Render the entries from the line containing "Could you kindly segment every instance of the clear" down to the line containing "46 159 L 117" as a two-column CSV with the headers instruction and response. Give one row per entry, with its text and its answer each in a single quoted field and line breaks replaced by spaces.

┄┄┄┄┄┄┄┄┄┄

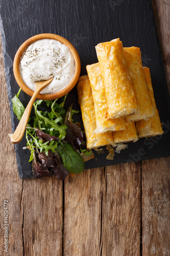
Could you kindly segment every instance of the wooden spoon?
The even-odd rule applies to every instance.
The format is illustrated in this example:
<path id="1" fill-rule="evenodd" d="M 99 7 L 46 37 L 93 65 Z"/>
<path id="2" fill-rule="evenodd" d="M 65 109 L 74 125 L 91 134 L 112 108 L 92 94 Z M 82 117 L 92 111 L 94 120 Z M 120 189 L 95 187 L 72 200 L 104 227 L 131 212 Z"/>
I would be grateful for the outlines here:
<path id="1" fill-rule="evenodd" d="M 27 106 L 22 115 L 21 119 L 20 119 L 20 122 L 14 132 L 14 133 L 11 138 L 11 142 L 12 142 L 13 143 L 18 143 L 21 140 L 22 137 L 23 136 L 24 133 L 26 131 L 27 124 L 30 117 L 32 108 L 37 97 L 37 96 L 43 89 L 45 88 L 45 87 L 46 87 L 47 86 L 48 86 L 49 83 L 51 83 L 53 78 L 54 77 L 46 81 L 35 81 L 35 90 L 34 94 L 33 95 L 29 103 L 27 105 Z"/>

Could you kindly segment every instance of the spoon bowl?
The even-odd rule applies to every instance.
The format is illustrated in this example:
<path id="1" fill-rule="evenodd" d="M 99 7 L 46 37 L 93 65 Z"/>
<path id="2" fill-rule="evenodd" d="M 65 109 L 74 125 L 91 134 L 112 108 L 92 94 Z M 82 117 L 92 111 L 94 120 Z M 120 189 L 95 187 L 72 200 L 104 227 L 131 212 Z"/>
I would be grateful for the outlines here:
<path id="1" fill-rule="evenodd" d="M 40 92 L 51 83 L 53 78 L 54 77 L 52 77 L 52 78 L 46 81 L 35 81 L 35 92 L 25 109 L 16 130 L 11 138 L 11 142 L 13 144 L 16 144 L 20 142 L 22 139 L 30 117 L 32 108 L 35 99 L 37 97 L 37 95 L 38 95 Z"/>

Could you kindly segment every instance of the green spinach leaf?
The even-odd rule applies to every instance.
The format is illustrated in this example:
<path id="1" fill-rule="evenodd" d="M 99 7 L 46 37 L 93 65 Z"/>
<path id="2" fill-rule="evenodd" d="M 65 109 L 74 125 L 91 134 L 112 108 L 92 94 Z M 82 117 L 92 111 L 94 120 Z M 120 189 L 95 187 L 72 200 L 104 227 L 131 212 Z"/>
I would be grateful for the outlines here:
<path id="1" fill-rule="evenodd" d="M 62 157 L 64 166 L 68 172 L 75 174 L 82 173 L 84 168 L 84 161 L 70 143 L 63 144 L 61 142 L 58 146 L 56 151 Z"/>

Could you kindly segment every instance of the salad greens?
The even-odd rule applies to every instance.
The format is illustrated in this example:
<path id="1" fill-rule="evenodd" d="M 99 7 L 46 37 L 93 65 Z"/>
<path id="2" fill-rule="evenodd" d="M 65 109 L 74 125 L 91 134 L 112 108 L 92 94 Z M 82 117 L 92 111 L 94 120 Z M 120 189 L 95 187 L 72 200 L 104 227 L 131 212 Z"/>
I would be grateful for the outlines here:
<path id="1" fill-rule="evenodd" d="M 20 92 L 12 99 L 14 113 L 20 120 L 25 108 L 18 99 Z M 40 178 L 55 175 L 63 180 L 68 172 L 83 172 L 84 162 L 81 156 L 89 154 L 81 146 L 84 143 L 84 134 L 72 118 L 77 111 L 72 105 L 65 110 L 64 96 L 55 100 L 38 100 L 34 103 L 35 116 L 30 118 L 26 129 L 27 147 L 31 152 L 34 176 Z M 47 111 L 40 110 L 45 103 Z"/>

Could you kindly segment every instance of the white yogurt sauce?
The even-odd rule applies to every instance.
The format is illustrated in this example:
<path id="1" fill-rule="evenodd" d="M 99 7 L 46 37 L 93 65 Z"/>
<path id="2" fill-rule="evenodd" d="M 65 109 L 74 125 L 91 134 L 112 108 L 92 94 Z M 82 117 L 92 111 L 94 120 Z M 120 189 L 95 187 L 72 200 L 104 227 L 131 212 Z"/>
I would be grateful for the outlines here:
<path id="1" fill-rule="evenodd" d="M 21 77 L 25 84 L 35 91 L 35 81 L 53 80 L 41 93 L 49 94 L 63 89 L 71 81 L 75 61 L 70 51 L 59 41 L 38 40 L 23 53 L 19 64 Z"/>

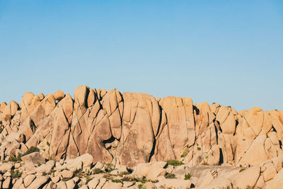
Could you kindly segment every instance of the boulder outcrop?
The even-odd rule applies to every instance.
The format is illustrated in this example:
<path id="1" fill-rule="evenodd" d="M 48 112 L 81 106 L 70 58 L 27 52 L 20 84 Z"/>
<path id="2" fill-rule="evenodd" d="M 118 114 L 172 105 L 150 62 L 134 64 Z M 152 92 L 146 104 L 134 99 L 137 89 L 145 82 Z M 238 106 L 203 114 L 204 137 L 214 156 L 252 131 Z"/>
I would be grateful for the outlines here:
<path id="1" fill-rule="evenodd" d="M 36 171 L 52 171 L 54 166 L 63 173 L 52 179 L 40 173 L 25 176 L 21 181 L 6 179 L 11 177 L 5 176 L 6 180 L 0 181 L 2 187 L 15 184 L 52 188 L 56 185 L 69 188 L 78 183 L 76 170 L 93 166 L 103 171 L 111 170 L 107 164 L 124 172 L 135 167 L 133 176 L 152 181 L 158 178 L 161 181 L 168 173 L 174 174 L 180 185 L 195 183 L 200 188 L 216 187 L 216 182 L 222 187 L 269 187 L 276 185 L 272 181 L 282 175 L 282 110 L 265 111 L 254 107 L 237 112 L 216 103 L 194 103 L 188 97 L 154 98 L 81 86 L 76 88 L 74 98 L 61 91 L 46 96 L 28 92 L 19 104 L 13 101 L 1 103 L 0 130 L 1 160 L 22 158 L 25 164 L 42 164 L 49 159 L 47 165 L 36 168 Z M 35 148 L 37 152 L 26 155 Z M 33 159 L 40 161 L 28 163 L 26 159 L 33 159 Z M 162 162 L 168 160 L 178 160 L 185 165 L 167 167 Z M 178 181 L 189 173 L 188 167 L 236 168 L 245 164 L 253 167 L 241 173 L 231 169 L 233 174 L 207 169 L 197 171 L 191 181 Z M 32 170 L 37 167 L 30 166 L 26 168 L 30 171 L 28 175 L 33 174 Z M 16 164 L 4 164 L 1 168 L 4 177 L 7 171 L 16 168 Z M 219 177 L 222 173 L 224 176 Z M 246 180 L 248 175 L 253 176 Z M 195 182 L 194 177 L 202 179 Z M 64 178 L 69 180 L 64 181 Z M 35 181 L 37 183 L 33 184 Z M 161 182 L 169 187 L 173 181 Z M 130 188 L 131 183 L 127 182 L 122 185 Z M 101 178 L 92 180 L 90 185 L 85 183 L 82 188 L 122 187 L 120 183 Z"/>

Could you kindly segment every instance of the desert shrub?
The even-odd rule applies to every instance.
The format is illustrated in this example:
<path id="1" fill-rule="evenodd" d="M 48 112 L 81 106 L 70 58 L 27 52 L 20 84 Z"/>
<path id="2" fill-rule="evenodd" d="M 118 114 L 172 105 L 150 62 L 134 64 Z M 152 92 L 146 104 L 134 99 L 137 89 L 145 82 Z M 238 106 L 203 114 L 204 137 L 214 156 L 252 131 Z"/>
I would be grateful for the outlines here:
<path id="1" fill-rule="evenodd" d="M 185 148 L 181 155 L 181 157 L 185 157 L 189 152 L 190 152 L 190 149 L 188 148 Z"/>
<path id="2" fill-rule="evenodd" d="M 13 161 L 13 162 L 16 162 L 17 161 L 17 158 L 11 156 L 9 157 L 9 159 L 8 159 L 8 161 Z"/>
<path id="3" fill-rule="evenodd" d="M 175 174 L 171 174 L 171 173 L 166 173 L 165 174 L 165 178 L 175 178 L 176 176 L 175 176 Z"/>
<path id="4" fill-rule="evenodd" d="M 22 173 L 22 172 L 20 172 L 20 171 L 18 171 L 18 169 L 16 169 L 16 170 L 11 170 L 10 173 L 11 173 L 11 177 L 12 178 L 20 178 L 20 177 L 22 176 L 22 174 L 23 174 L 23 173 Z"/>
<path id="5" fill-rule="evenodd" d="M 13 161 L 13 162 L 20 162 L 22 161 L 21 157 L 23 156 L 22 154 L 18 154 L 18 156 L 11 156 L 9 157 L 9 159 L 8 159 L 8 161 Z"/>
<path id="6" fill-rule="evenodd" d="M 91 180 L 93 180 L 93 178 L 90 178 L 90 177 L 86 177 L 86 185 L 87 185 L 89 181 L 91 181 Z"/>
<path id="7" fill-rule="evenodd" d="M 185 174 L 185 180 L 190 180 L 192 176 L 190 173 Z"/>
<path id="8" fill-rule="evenodd" d="M 168 160 L 167 161 L 167 164 L 173 166 L 178 166 L 184 164 L 184 163 L 178 160 Z"/>
<path id="9" fill-rule="evenodd" d="M 121 180 L 120 179 L 111 179 L 111 181 L 116 183 L 122 183 Z"/>

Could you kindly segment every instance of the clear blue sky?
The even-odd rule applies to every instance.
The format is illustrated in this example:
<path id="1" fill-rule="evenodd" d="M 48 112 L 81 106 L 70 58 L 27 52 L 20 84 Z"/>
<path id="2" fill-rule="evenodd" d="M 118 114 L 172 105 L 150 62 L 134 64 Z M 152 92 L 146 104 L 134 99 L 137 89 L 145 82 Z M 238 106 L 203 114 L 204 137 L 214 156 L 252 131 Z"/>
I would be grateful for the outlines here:
<path id="1" fill-rule="evenodd" d="M 283 1 L 0 0 L 0 102 L 80 85 L 283 110 Z"/>

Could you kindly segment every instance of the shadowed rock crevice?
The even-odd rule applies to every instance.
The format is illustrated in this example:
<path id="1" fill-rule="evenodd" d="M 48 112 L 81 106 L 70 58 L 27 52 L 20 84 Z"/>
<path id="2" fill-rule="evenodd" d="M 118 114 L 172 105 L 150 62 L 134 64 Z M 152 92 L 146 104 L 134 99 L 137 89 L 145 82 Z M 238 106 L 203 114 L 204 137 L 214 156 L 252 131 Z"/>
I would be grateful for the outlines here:
<path id="1" fill-rule="evenodd" d="M 46 159 L 117 161 L 129 167 L 170 159 L 190 166 L 261 162 L 283 156 L 283 112 L 237 112 L 190 98 L 81 86 L 74 99 L 28 92 L 0 105 L 0 159 L 37 147 Z M 20 137 L 21 136 L 21 137 Z"/>

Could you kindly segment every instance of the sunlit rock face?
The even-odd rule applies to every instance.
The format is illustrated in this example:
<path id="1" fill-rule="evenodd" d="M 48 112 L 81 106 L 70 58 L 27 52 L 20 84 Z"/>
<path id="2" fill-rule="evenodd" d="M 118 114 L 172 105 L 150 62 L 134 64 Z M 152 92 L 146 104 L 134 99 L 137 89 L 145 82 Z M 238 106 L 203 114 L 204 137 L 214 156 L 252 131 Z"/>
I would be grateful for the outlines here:
<path id="1" fill-rule="evenodd" d="M 190 166 L 256 164 L 283 156 L 283 111 L 237 112 L 187 97 L 156 98 L 87 86 L 73 96 L 28 92 L 19 104 L 1 103 L 1 159 L 32 147 L 45 159 L 88 153 L 93 163 L 129 167 L 169 159 Z"/>

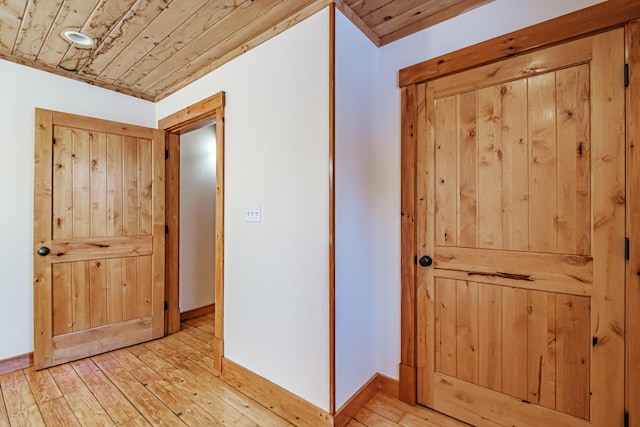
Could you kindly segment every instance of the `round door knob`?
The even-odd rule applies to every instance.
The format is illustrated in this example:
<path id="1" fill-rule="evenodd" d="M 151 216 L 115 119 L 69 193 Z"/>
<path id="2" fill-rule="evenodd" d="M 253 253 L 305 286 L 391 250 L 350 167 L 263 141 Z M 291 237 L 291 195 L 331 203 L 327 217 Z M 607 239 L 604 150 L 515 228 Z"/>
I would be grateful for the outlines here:
<path id="1" fill-rule="evenodd" d="M 429 267 L 431 264 L 433 264 L 433 260 L 428 255 L 425 255 L 425 256 L 421 257 L 420 261 L 418 261 L 418 262 L 420 263 L 420 265 L 422 267 Z"/>
<path id="2" fill-rule="evenodd" d="M 51 252 L 51 251 L 46 246 L 38 248 L 38 255 L 40 255 L 40 256 L 47 256 L 47 255 L 49 255 L 49 252 Z"/>

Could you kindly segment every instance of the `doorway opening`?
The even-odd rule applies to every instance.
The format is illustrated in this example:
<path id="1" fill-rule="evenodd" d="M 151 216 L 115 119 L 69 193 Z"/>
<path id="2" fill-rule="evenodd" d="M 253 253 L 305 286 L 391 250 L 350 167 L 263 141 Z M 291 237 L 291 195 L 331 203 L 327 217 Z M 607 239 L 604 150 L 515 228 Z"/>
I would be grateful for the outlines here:
<path id="1" fill-rule="evenodd" d="M 179 306 L 185 321 L 215 311 L 216 124 L 180 135 Z"/>
<path id="2" fill-rule="evenodd" d="M 220 92 L 209 98 L 206 98 L 196 104 L 193 104 L 183 110 L 180 110 L 158 122 L 158 127 L 165 131 L 165 157 L 166 157 L 166 269 L 165 269 L 165 335 L 170 335 L 180 330 L 180 312 L 189 313 L 188 315 L 206 314 L 206 310 L 214 310 L 214 341 L 213 341 L 213 360 L 214 368 L 218 371 L 222 370 L 222 357 L 223 357 L 223 321 L 224 321 L 224 92 Z M 211 143 L 213 138 L 211 133 L 215 135 L 215 145 Z M 208 135 L 208 136 L 207 136 Z M 194 140 L 204 139 L 209 137 L 209 143 L 194 142 Z M 181 142 L 182 139 L 182 142 Z M 183 145 L 184 143 L 184 145 Z M 212 173 L 211 161 L 215 164 L 213 169 L 215 175 L 215 183 L 213 188 L 215 191 L 212 193 L 212 185 L 209 182 L 204 186 L 202 190 L 207 192 L 207 196 L 202 197 L 199 194 L 185 194 L 186 198 L 201 198 L 206 200 L 200 200 L 201 202 L 210 202 L 213 205 L 213 212 L 209 212 L 206 215 L 201 215 L 201 209 L 198 207 L 188 207 L 181 209 L 181 204 L 186 205 L 188 202 L 182 202 L 183 191 L 181 190 L 181 178 L 191 179 L 193 177 L 181 174 L 181 146 L 185 157 L 195 156 L 194 163 L 188 163 L 186 166 L 189 169 L 202 168 L 206 169 L 206 173 L 200 175 L 206 175 L 210 178 Z M 198 148 L 198 145 L 202 147 Z M 212 148 L 215 147 L 213 150 Z M 198 152 L 198 150 L 203 152 Z M 191 154 L 190 151 L 196 151 Z M 184 151 L 183 151 L 184 152 Z M 208 152 L 208 154 L 207 154 Z M 208 157 L 208 159 L 204 159 Z M 194 170 L 189 171 L 191 175 Z M 196 172 L 196 175 L 198 173 Z M 207 178 L 201 176 L 201 178 Z M 189 185 L 189 184 L 187 184 Z M 215 196 L 213 196 L 215 194 Z M 181 203 L 182 202 L 182 203 Z M 188 212 L 195 211 L 195 212 Z M 193 233 L 191 230 L 192 224 L 183 226 L 181 224 L 181 214 L 195 215 L 196 217 L 204 216 L 200 218 L 203 223 L 206 223 L 204 229 L 198 229 L 196 226 L 196 232 L 200 233 L 199 242 L 194 242 Z M 207 218 L 208 217 L 208 218 Z M 193 218 L 191 218 L 193 219 Z M 186 218 L 185 222 L 190 221 Z M 211 226 L 213 224 L 213 230 Z M 183 230 L 183 228 L 185 228 Z M 200 239 L 202 237 L 202 239 Z M 183 241 L 184 240 L 184 241 Z M 187 253 L 181 252 L 187 251 Z M 195 254 L 196 252 L 199 252 Z M 195 255 L 194 255 L 195 254 Z M 201 258 L 197 260 L 196 258 Z M 204 261 L 202 261 L 204 259 Z M 192 280 L 189 278 L 189 273 L 192 273 L 192 266 L 187 266 L 185 262 L 193 261 L 196 264 L 203 264 L 198 275 L 205 283 L 199 285 L 200 290 L 188 290 L 182 288 L 182 282 L 188 282 Z M 213 270 L 211 265 L 213 264 Z M 184 275 L 181 277 L 181 271 Z M 200 279 L 198 279 L 200 280 Z M 186 283 L 185 283 L 186 284 Z M 214 286 L 215 284 L 215 286 Z M 191 284 L 189 284 L 191 285 Z M 213 301 L 215 305 L 204 304 L 202 295 L 210 292 L 214 288 Z M 203 294 L 199 292 L 202 291 Z M 181 293 L 187 293 L 181 298 Z M 210 298 L 210 296 L 205 296 Z M 194 303 L 194 301 L 196 301 Z M 199 305 L 199 307 L 195 307 Z M 195 308 L 188 308 L 195 307 Z M 182 310 L 181 310 L 182 309 Z M 199 310 L 204 310 L 201 312 Z"/>

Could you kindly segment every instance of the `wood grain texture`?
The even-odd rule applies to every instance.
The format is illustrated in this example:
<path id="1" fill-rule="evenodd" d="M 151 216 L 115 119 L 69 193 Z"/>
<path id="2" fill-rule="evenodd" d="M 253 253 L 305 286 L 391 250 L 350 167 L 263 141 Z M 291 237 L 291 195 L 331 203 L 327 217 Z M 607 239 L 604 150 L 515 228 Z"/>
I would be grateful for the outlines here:
<path id="1" fill-rule="evenodd" d="M 36 186 L 36 206 L 48 208 L 39 207 L 35 230 L 49 237 L 36 248 L 52 251 L 35 258 L 48 275 L 36 276 L 48 284 L 35 294 L 41 369 L 162 335 L 164 140 L 138 126 L 44 110 L 37 117 L 48 124 L 36 123 L 36 165 L 43 155 L 49 164 Z"/>
<path id="2" fill-rule="evenodd" d="M 33 208 L 39 215 L 33 221 L 33 323 L 34 365 L 40 369 L 51 364 L 53 335 L 51 258 L 37 254 L 38 248 L 51 246 L 53 117 L 51 111 L 41 109 L 36 109 L 35 116 Z"/>
<path id="3" fill-rule="evenodd" d="M 626 275 L 626 404 L 629 418 L 640 419 L 640 21 L 631 22 L 625 35 L 629 88 L 627 108 L 627 237 L 631 250 Z"/>
<path id="4" fill-rule="evenodd" d="M 640 17 L 640 4 L 609 0 L 504 36 L 400 70 L 399 86 L 407 86 L 506 59 Z"/>
<path id="5" fill-rule="evenodd" d="M 416 201 L 416 176 L 412 159 L 415 158 L 416 149 L 416 90 L 415 87 L 404 88 L 401 91 L 402 133 L 400 137 L 401 161 L 402 161 L 402 186 L 400 191 L 400 233 L 402 236 L 400 272 L 401 272 L 401 299 L 408 307 L 415 306 L 416 298 L 416 264 L 415 257 L 415 201 Z M 415 310 L 403 311 L 400 315 L 400 334 L 402 346 L 400 349 L 400 376 L 409 373 L 415 376 Z M 403 402 L 415 404 L 415 389 L 413 387 L 401 387 L 400 396 Z"/>
<path id="6" fill-rule="evenodd" d="M 180 135 L 165 133 L 165 335 L 180 330 Z"/>
<path id="7" fill-rule="evenodd" d="M 594 424 L 623 423 L 625 260 L 624 30 L 594 37 L 591 64 L 594 299 L 591 417 Z M 597 58 L 597 59 L 596 59 Z M 620 243 L 622 242 L 622 243 Z M 598 260 L 596 262 L 596 260 Z M 602 399 L 608 399 L 607 404 Z"/>
<path id="8" fill-rule="evenodd" d="M 426 86 L 428 106 L 416 174 L 435 172 L 424 181 L 433 211 L 429 191 L 416 192 L 417 246 L 435 231 L 434 264 L 416 280 L 420 403 L 474 425 L 601 425 L 623 413 L 622 33 L 556 46 L 542 73 L 513 67 L 485 85 L 481 67 L 413 86 Z M 563 58 L 576 46 L 588 50 Z M 421 277 L 435 277 L 434 292 Z M 605 354 L 618 362 L 605 367 Z"/>
<path id="9" fill-rule="evenodd" d="M 197 344 L 212 340 L 213 319 L 213 314 L 190 319 L 174 335 L 106 355 L 0 374 L 0 425 L 11 420 L 17 425 L 150 426 L 169 420 L 210 426 L 219 420 L 225 425 L 293 426 L 225 383 L 213 369 L 209 350 Z M 376 374 L 372 382 L 370 399 L 358 399 L 357 419 L 364 421 L 366 414 L 393 427 L 466 425 L 398 401 L 394 379 Z M 342 420 L 341 425 L 363 425 L 356 418 Z"/>
<path id="10" fill-rule="evenodd" d="M 300 426 L 329 426 L 333 417 L 315 405 L 260 377 L 229 359 L 222 361 L 221 378 L 252 400 Z"/>
<path id="11" fill-rule="evenodd" d="M 216 250 L 215 250 L 215 301 L 216 301 L 216 322 L 215 322 L 215 367 L 218 371 L 222 370 L 222 357 L 224 354 L 224 104 L 225 93 L 219 92 L 211 95 L 202 101 L 190 105 L 170 116 L 158 121 L 158 127 L 165 132 L 165 149 L 169 149 L 169 161 L 165 165 L 165 179 L 167 182 L 165 192 L 165 216 L 169 223 L 170 230 L 175 229 L 178 232 L 170 231 L 167 238 L 166 256 L 166 274 L 168 280 L 165 284 L 164 292 L 170 298 L 167 300 L 169 305 L 168 323 L 166 325 L 166 333 L 176 331 L 177 319 L 180 318 L 179 301 L 179 283 L 178 270 L 175 266 L 179 265 L 179 134 L 189 131 L 200 126 L 204 126 L 215 120 L 216 123 Z M 167 148 L 168 145 L 168 148 Z M 172 267 L 173 266 L 173 267 Z"/>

┄┄┄┄┄┄┄┄┄┄

FINISHED EXERCISE:
instruction,response
"Could you kindly segment every instance of the clear blue sky? The even-odd rule applies to every instance. The format is illustrated in this example: <path id=""1"" fill-rule=""evenodd"" d=""M 48 112 L 81 106 L 70 58 L 27 52 L 20 84 Z""/> <path id=""2"" fill-rule=""evenodd"" d=""M 118 114 L 172 105 L 150 62 L 134 64 Z M 152 92 L 146 104 L 134 99 L 137 89 L 145 82 Z M 238 106 L 203 114 L 204 137 L 214 156 L 252 131 Z""/> I would be grateful for the outlines here:","<path id=""1"" fill-rule=""evenodd"" d=""M 283 1 L 0 0 L 0 102 L 80 85 L 283 110 Z""/>"
"Could you kindly segment every instance of the shadowed rock crevice? The even-odd rule applies to every instance. The format is illustrated in this example: <path id=""1"" fill-rule=""evenodd"" d=""M 48 112 L 81 106 L 70 58 L 27 52 L 20 84 Z""/> <path id=""2"" fill-rule=""evenodd"" d=""M 118 114 L 172 105 L 150 62 L 134 64 Z M 152 92 L 146 104 L 134 99 L 137 89 L 145 82 Z M 238 106 L 203 114 L 204 137 L 214 156 L 252 131 Z""/> I would be grateful for the outlines here:","<path id=""1"" fill-rule=""evenodd"" d=""M 46 159 L 117 161 L 129 167 L 170 159 L 190 166 L 261 162 L 283 156 L 283 112 L 237 112 L 190 98 L 81 86 L 74 99 L 28 92 L 0 105 L 0 159 L 37 147 Z M 20 137 L 21 136 L 21 137 Z""/>"